§ REQUIREMENT
Count the lines in the records below that contain the string "desk", and give only that number.

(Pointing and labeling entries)

↓↓↓

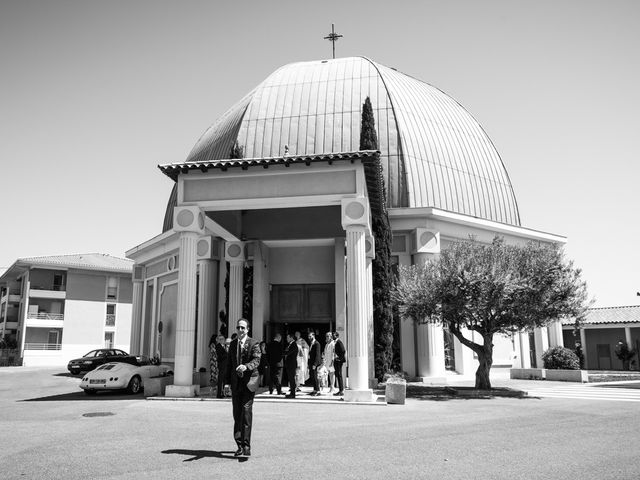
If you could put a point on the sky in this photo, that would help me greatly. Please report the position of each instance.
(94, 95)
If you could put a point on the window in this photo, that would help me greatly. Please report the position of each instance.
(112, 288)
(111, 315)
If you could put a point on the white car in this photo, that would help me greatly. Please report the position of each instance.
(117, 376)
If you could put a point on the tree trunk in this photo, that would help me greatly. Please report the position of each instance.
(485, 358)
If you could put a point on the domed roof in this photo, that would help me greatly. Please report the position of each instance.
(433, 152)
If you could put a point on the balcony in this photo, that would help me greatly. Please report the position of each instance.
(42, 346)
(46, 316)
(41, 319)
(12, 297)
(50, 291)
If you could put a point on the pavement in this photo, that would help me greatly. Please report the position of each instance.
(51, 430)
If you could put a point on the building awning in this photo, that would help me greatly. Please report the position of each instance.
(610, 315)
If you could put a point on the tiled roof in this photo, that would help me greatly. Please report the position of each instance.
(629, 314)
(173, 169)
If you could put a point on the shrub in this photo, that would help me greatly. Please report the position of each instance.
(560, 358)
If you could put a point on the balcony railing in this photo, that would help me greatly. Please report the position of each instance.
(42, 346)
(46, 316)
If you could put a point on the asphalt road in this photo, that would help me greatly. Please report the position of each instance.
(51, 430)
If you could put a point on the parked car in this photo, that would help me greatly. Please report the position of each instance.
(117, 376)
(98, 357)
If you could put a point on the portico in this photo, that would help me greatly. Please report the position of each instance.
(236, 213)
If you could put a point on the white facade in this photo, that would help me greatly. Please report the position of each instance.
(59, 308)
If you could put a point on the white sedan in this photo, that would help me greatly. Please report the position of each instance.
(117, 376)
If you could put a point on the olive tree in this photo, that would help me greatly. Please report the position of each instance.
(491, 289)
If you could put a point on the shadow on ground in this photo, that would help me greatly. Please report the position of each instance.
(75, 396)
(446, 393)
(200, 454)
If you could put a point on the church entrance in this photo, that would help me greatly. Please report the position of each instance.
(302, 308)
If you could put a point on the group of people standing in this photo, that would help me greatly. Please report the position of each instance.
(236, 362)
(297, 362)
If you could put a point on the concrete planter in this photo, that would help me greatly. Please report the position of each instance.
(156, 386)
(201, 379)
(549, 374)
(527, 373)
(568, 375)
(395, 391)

↑↑↑
↓↓↓

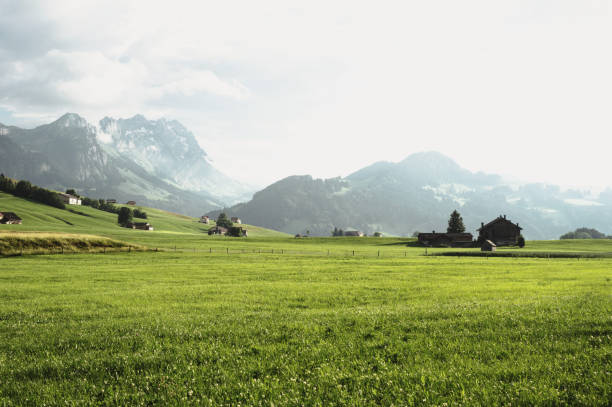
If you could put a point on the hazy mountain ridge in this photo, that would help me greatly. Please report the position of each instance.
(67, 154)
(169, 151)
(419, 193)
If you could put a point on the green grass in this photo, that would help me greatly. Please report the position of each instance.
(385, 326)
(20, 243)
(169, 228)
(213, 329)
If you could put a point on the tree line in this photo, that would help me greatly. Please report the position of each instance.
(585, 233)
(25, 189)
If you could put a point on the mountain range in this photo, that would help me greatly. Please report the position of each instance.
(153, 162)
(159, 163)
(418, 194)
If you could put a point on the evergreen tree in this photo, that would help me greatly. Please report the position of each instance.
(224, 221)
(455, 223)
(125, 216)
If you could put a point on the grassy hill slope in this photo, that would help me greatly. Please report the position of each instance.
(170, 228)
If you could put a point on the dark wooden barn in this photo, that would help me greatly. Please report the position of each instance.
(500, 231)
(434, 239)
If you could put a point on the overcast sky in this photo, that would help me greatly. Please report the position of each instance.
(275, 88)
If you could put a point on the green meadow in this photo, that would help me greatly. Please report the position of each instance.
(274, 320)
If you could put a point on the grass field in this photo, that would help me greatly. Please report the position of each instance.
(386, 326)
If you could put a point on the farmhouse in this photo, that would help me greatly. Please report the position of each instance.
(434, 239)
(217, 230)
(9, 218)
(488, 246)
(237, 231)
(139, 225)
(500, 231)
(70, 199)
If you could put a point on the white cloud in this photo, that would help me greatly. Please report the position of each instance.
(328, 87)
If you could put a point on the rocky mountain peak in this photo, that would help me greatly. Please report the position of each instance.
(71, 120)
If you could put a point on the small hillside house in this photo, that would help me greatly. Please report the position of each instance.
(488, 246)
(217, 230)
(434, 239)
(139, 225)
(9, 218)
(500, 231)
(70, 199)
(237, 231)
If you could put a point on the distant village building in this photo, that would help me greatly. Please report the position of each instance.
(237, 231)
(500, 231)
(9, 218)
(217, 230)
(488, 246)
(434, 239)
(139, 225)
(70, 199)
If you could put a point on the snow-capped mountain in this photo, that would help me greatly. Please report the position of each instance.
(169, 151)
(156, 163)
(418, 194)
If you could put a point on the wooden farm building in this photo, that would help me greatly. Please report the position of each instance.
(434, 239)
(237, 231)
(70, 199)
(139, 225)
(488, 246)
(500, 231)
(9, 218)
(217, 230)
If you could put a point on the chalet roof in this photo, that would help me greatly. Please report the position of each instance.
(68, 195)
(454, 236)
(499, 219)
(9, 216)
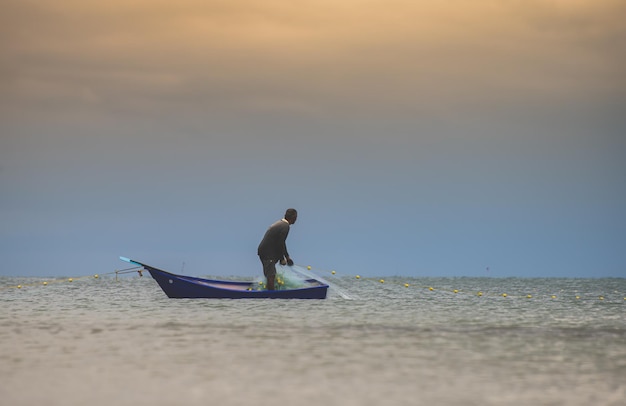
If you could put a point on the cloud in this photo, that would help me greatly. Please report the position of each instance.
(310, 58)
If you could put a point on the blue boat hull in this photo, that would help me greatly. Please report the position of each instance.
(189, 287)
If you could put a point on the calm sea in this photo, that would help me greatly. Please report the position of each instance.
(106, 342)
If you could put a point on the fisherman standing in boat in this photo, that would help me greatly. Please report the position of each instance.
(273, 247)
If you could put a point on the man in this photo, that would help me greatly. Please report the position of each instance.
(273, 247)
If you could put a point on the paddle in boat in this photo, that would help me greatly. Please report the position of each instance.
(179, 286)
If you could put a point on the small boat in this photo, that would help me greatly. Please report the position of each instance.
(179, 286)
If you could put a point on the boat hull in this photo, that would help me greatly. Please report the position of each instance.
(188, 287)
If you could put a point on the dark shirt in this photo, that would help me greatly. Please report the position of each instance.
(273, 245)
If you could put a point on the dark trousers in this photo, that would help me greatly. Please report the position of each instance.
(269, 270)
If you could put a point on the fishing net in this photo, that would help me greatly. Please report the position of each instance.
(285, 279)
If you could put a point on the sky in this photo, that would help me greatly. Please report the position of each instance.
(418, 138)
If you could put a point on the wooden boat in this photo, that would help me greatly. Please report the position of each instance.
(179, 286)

↑↑↑
↓↓↓

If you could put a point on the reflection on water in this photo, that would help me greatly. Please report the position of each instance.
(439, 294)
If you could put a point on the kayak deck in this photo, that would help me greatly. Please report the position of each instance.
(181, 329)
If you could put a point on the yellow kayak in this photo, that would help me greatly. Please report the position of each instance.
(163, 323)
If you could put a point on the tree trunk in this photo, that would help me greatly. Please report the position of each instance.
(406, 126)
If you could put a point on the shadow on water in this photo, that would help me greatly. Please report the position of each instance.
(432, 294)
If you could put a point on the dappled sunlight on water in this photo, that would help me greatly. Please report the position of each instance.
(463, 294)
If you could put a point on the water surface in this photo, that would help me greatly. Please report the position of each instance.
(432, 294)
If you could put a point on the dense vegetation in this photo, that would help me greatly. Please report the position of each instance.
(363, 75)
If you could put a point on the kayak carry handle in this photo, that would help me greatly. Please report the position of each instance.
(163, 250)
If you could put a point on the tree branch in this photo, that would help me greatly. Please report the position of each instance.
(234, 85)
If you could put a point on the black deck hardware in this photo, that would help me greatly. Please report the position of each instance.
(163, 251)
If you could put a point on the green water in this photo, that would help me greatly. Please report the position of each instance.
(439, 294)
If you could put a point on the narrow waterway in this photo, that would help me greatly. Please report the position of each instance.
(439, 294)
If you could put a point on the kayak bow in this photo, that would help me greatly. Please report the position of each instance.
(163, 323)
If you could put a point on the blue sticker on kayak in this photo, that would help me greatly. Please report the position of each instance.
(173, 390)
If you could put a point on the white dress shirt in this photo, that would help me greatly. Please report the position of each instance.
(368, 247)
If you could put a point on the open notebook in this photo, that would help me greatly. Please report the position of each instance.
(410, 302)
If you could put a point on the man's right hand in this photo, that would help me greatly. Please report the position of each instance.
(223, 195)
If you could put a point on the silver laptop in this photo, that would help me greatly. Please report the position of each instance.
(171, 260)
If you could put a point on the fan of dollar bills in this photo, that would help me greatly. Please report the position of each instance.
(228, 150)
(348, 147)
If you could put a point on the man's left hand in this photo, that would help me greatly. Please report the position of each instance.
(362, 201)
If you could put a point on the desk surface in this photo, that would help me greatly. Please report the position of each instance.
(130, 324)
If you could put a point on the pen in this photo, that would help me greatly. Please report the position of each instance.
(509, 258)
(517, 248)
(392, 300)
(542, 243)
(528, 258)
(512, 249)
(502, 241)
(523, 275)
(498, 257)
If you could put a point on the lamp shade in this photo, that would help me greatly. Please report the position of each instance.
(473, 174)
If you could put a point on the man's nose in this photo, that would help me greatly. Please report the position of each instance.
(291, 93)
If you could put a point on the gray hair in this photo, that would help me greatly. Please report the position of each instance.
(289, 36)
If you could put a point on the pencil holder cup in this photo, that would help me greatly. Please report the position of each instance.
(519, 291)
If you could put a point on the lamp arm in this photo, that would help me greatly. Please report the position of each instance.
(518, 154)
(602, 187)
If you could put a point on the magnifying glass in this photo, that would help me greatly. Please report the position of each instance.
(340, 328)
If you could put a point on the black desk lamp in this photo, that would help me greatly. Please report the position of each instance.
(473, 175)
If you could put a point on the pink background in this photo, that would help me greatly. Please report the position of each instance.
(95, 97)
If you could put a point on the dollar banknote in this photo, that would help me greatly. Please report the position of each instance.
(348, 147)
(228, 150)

↑↑↑

§ SOLUTION TO THIS PROBLEM
2